* About this task
Each line below that contains "Target" counts once; report the total and nothing more.

* Records for this task
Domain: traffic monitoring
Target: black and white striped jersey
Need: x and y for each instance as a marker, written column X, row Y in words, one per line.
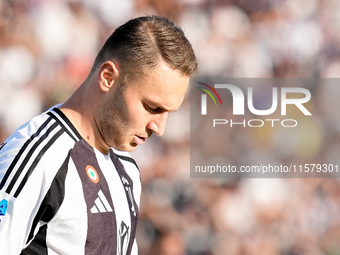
column 59, row 195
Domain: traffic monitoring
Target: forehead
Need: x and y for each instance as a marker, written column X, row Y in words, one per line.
column 162, row 86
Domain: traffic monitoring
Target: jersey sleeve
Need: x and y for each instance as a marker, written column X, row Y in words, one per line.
column 27, row 171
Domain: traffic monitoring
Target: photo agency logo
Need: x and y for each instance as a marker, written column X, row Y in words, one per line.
column 281, row 98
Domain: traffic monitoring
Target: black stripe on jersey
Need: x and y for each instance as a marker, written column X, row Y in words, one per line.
column 38, row 247
column 47, row 210
column 131, row 160
column 22, row 150
column 2, row 145
column 36, row 161
column 68, row 123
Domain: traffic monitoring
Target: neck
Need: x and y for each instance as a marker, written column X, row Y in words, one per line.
column 80, row 110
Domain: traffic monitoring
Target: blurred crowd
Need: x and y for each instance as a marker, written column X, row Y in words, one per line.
column 47, row 48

* Expected answer
7